Extract each line from the records below and copy it out unchanged, character for character.

--- start of Data for this task ---

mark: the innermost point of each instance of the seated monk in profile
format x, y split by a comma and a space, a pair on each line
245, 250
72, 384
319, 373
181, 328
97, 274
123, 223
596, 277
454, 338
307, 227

--- end of Data for this task ---

_Written answer_:
mark: the innermost point of each instance of the seated monk in profile
format x, y split by a comma and a space, a pair on each line
245, 250
72, 384
319, 373
181, 328
97, 274
123, 223
596, 277
454, 338
307, 227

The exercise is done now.